• THE EXERCISE:
Write every record out again exactly as given.

• THE DATA:

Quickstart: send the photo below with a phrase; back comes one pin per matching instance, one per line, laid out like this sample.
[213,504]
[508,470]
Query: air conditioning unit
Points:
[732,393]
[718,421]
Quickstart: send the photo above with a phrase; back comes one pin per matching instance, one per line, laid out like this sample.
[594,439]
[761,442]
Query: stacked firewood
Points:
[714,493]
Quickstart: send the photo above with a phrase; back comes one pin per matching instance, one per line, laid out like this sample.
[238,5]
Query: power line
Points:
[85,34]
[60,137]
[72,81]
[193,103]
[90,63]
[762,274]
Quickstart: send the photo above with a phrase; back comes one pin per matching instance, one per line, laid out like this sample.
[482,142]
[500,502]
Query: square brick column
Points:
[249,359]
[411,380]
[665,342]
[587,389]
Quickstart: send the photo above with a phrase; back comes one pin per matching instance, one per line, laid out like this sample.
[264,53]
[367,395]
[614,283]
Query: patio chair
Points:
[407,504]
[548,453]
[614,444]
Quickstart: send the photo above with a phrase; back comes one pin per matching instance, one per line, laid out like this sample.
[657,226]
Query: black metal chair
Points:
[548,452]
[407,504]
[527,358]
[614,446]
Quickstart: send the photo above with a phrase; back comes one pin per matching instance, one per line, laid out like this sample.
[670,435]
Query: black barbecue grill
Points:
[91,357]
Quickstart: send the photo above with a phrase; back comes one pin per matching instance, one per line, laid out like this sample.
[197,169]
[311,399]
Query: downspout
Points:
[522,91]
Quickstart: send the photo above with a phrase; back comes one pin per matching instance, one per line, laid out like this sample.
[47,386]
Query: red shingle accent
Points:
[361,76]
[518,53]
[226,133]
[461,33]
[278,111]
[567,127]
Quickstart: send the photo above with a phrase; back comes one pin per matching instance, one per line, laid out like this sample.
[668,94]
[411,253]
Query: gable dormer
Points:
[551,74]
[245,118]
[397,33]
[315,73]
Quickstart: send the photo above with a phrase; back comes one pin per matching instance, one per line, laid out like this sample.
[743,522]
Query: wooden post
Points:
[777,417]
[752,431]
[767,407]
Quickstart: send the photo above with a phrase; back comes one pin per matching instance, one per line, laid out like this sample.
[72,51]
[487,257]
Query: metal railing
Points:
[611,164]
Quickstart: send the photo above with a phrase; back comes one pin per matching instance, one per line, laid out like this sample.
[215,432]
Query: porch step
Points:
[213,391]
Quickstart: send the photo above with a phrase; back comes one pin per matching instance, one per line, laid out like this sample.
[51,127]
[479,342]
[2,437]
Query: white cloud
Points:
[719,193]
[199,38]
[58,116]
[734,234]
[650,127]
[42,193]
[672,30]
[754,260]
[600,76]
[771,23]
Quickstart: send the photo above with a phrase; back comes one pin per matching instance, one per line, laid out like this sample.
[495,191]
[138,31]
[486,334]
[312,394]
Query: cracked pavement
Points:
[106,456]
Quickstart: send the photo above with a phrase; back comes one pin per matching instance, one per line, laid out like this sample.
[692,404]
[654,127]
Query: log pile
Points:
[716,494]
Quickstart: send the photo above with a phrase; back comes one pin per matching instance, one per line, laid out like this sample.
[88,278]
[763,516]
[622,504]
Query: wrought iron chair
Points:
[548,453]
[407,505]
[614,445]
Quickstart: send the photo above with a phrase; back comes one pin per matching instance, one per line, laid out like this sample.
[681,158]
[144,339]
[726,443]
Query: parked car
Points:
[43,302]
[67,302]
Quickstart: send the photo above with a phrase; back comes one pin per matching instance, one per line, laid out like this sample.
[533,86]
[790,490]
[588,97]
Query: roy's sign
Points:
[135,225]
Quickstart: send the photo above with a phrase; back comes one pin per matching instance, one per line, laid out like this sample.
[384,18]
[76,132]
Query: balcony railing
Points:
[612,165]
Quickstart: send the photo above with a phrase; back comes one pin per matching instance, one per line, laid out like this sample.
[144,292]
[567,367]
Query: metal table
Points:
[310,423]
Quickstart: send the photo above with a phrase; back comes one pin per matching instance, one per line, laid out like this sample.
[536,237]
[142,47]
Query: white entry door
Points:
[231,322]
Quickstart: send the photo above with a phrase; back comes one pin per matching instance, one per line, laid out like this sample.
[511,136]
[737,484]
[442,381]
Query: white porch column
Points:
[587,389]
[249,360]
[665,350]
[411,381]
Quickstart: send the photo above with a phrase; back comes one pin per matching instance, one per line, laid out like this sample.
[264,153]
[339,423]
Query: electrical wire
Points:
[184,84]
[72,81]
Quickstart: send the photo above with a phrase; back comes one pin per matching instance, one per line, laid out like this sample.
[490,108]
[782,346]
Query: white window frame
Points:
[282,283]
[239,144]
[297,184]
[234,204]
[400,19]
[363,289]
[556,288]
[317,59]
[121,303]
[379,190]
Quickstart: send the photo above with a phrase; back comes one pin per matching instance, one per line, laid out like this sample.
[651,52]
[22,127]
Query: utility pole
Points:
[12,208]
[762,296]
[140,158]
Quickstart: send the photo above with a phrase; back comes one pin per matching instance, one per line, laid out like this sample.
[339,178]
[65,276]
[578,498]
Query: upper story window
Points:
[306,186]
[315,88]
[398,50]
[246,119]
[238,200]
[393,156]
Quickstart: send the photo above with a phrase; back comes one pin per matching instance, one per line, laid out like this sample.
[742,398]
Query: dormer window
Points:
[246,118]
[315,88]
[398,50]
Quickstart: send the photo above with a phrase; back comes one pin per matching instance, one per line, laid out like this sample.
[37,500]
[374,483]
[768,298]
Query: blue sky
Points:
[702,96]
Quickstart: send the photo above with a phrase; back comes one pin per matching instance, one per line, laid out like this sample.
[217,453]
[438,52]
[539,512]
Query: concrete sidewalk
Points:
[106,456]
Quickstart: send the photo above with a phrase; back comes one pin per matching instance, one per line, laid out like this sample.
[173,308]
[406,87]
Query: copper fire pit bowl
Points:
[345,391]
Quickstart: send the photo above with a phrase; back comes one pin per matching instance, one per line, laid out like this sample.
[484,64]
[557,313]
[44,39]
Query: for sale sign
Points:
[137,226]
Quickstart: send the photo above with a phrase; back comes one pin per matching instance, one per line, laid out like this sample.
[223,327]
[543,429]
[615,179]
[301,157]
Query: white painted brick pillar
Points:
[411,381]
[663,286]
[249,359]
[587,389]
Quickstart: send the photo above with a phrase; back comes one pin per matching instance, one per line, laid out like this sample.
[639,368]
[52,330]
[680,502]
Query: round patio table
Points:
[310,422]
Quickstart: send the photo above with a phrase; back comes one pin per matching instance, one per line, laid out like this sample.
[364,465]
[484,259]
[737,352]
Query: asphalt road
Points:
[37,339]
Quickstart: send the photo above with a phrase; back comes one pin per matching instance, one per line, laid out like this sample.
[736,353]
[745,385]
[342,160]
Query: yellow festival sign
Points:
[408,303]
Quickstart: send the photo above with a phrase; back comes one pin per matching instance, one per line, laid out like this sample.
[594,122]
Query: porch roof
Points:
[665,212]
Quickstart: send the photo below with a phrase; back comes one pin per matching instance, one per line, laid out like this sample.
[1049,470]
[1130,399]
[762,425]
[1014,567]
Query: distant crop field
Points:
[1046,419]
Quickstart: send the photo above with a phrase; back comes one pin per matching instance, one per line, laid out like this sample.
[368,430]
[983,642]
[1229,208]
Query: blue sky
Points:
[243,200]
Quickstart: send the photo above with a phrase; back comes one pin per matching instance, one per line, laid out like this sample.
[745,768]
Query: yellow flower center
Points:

• TASK ANSWER:
Quickstart: send the photo below with a phrase; back comes one pin per matching instance, one per line, laid out like this sample.
[213,504]
[508,470]
Query: air conditioning unit
Points:
[732,393]
[718,421]
Quickstart: send the photo above with a phrase; back comes one pin per matching instance, one per line, laid out like this sample.
[594,439]
[761,442]
Query: stacked firewood
Points:
[714,493]
Quickstart: send the photo above with a phrase; back comes one pin per matching instance, one per line, laid out like this sample.
[238,5]
Query: power line
Points:
[85,34]
[60,137]
[72,81]
[193,103]
[90,63]
[762,274]
Quickstart: send the photo above with a phrase; back comes one pin per matching instance, one per line, laid out like this sample.
[482,142]
[500,502]
Query: square brick column
Points:
[249,359]
[411,380]
[665,342]
[587,389]
Quickstart: send the photo above with a phrase; back comes one pin per matching instance, one per line, laid out like this sample.
[264,53]
[367,395]
[614,283]
Query: patio chair
Points:
[407,504]
[548,453]
[614,444]
Quickstart: send the photo above with a phrase; back comes one pin per matching instance, one per line, laid out like this sample.
[657,226]
Query: black metal chair
Points:
[548,452]
[407,504]
[527,358]
[614,446]
Quickstart: send the photo above with a phrase; back comes one pin per matching instance, one per line, laid out like this sample.
[670,435]
Query: black barbecue grill
Points:
[91,357]
Quickstart: send the photo above with a phrase; back comes one pin per matching instance, one per line, laid out like this sample.
[197,169]
[311,399]
Query: downspout
Points:
[522,91]
Quickstart: send the photo above with a phrase; back comes one pin per matching instance, one per line, laid out like this sample.
[47,386]
Query: red shingle accent
Points:
[361,76]
[518,53]
[226,133]
[461,33]
[278,111]
[567,127]
Quickstart: send the photo above with a phrase; back comes one pin per matching instance, one per line, laid out like this sample.
[668,94]
[411,253]
Query: gable dormer
Points:
[551,74]
[245,118]
[397,33]
[315,73]
Quickstart: send the photo above with a phrase; back comes one pin per matching instance, one per line, laid out like this sample.
[743,522]
Query: wooden post
Points:
[777,417]
[752,431]
[767,407]
Quickstart: send the photo above with a phrase; back comes one pin per matching instance, one per line, laid out like this sample.
[72,51]
[487,257]
Query: metal railing
Points:
[611,164]
Quickstart: send the photo above with a phrase; back comes one pin per matching instance, one per line, laid out like this sample.
[215,432]
Query: porch step
Points:
[213,391]
Quickstart: send the photo above with a phrase; back comes one pin per matching instance, one per line, laid out like this sample.
[51,127]
[479,342]
[2,437]
Query: white cloud
Points:
[719,193]
[199,38]
[58,116]
[734,234]
[650,127]
[42,193]
[672,30]
[754,260]
[600,76]
[771,23]
Quickstart: send the photo above with a phrase; back comes one pin per matching instance, one per line, laid out like this sample.
[495,191]
[138,31]
[486,334]
[312,394]
Query: cracked pavement
Points:
[106,456]
Quickstart: send the photo above with a phrase; back comes one pin per matching instance, one per line, laid out like this sample.
[692,404]
[654,127]
Query: log pile
Points:
[716,494]
Quickstart: send the photo above with a phrase; back comes one pin per matching instance, one per line, laid out like this sample.
[88,278]
[763,516]
[622,504]
Query: wrought iron chair
Points:
[548,453]
[407,505]
[614,445]
Quickstart: send the photo above with a phrase; back comes one pin per matching instance, one per line, laid out like this sample.
[681,158]
[144,339]
[726,443]
Query: parked car
Points:
[43,302]
[67,302]
Quickstart: send the photo above with a phrase; back comes one pin per matching instance, one per line, laid out like this sample.
[533,86]
[790,490]
[588,97]
Query: roy's sign
Points:
[135,225]
Quickstart: send the photo above with a phrase; back comes one pin per matching instance, one per line, laid out like this sample.
[384,18]
[76,132]
Query: balcony railing
Points:
[612,165]
Quickstart: send the photo above with a phrase; back comes one pin per matching instance, one per line, laid out like this sample.
[144,292]
[567,367]
Query: metal table
Points:
[310,423]
Quickstart: send the photo above with a phrase; back comes one pin per matching instance, one per line, laid out like this sample.
[536,237]
[142,47]
Query: white entry door
Points:
[231,322]
Quickstart: send the photo above with a phrase; back comes one pin per matching instance, one per line, laid out like this sample.
[511,136]
[737,484]
[442,381]
Query: white porch column
Points:
[587,389]
[249,360]
[665,350]
[411,381]
Quickstart: send the photo above with a phrase; back comes one pin per matching instance, one per line, laid out like this sample.
[264,153]
[339,423]
Query: electrical wire
Points:
[184,84]
[72,81]
Quickstart: send the photo above with a phrase; back comes one pin per matching instance, one per line, laid out like this sample.
[490,108]
[782,346]
Query: white window frame
Points:
[282,283]
[239,144]
[297,184]
[234,204]
[400,19]
[363,289]
[556,288]
[317,59]
[121,303]
[379,190]
Quickstart: send the photo above with a phrase; back comes one pin per matching instance, one per line, laid out like this sample.
[651,52]
[22,127]
Query: utility pole
Points:
[12,208]
[762,296]
[140,158]
Quickstart: send the photo above with a phrase; back comes one pin per matching instance, one per line, laid out like this sample.
[339,178]
[65,276]
[578,498]
Query: upper story window
Points:
[306,186]
[315,88]
[398,50]
[246,119]
[238,200]
[393,156]
Quickstart: send the photo above with a phrase; back comes one pin per matching instance, one per line, laid out like this sample.
[742,398]
Query: dormer window
Points:
[246,118]
[315,88]
[398,50]
Quickstart: send the photo above with a phrase; back comes one pin per matching instance, one per line, laid out like this sample.
[37,500]
[374,483]
[768,298]
Query: blue sky
Points:
[702,96]
Quickstart: send the photo above with a phrase; back comes one pin per matching instance, one per line, laid out like this sample.
[217,453]
[438,52]
[539,512]
Query: concrete sidewalk
Points:
[106,456]
Quickstart: send the photo above with a phrase; back comes one pin per matching instance, one per line, laid out like this sample.
[173,308]
[406,87]
Query: copper fire pit bowl
Points:
[345,391]
Quickstart: send the photo above with a phrase; back comes one pin per matching instance, one per line, laid out like this sample.
[484,64]
[557,313]
[44,39]
Query: for sale sign
Points:
[137,226]
Quickstart: send the photo above with a phrase; back comes one pin per matching instance, one per line, laid out like this sample.
[223,327]
[543,429]
[615,179]
[301,157]
Query: white painted brick pillar
Points:
[411,381]
[663,286]
[249,359]
[587,389]
Quickstart: send the photo above with a phrase; back comes one pin per matching instance, one per line, laid out like this sample.
[639,368]
[52,330]
[680,502]
Query: round patio table
Points:
[310,422]
Quickstart: send the photo above with a phrase; back comes one pin per matching instance, one per line, laid out like this sample.
[364,465]
[484,259]
[737,352]
Query: asphalt road
Points:
[37,339]
Quickstart: send the photo above with a phrase; back comes one pin per matching instance, one per line, laid out like this sample.
[736,353]
[745,385]
[342,160]
Query: yellow festival sign
Points:
[408,303]
Quickstart: send the photo above with a phrase; back comes one pin per matching instance, one per line, laid out like this sample.
[594,122]
Query: porch roof
Points:
[665,212]
Quickstart: send the photo below with a phrase; back comes one pin per matching instance, one per line, laid out like this sample.
[1049,470]
[1130,399]
[762,425]
[1014,567]
Query: distant crop field
Points:
[1046,419]
Quickstart: send the photo above with a phrase; back comes one pin per matching instance, one per line, laid out like this sample.
[368,430]
[983,642]
[1229,208]
Query: blue sky
Points:
[243,200]
Quickstart: send the photo above with a phrase; back comes one pin per matching instance, one per line, laid out like this sample.
[745,768]
Query: yellow flower center
Points:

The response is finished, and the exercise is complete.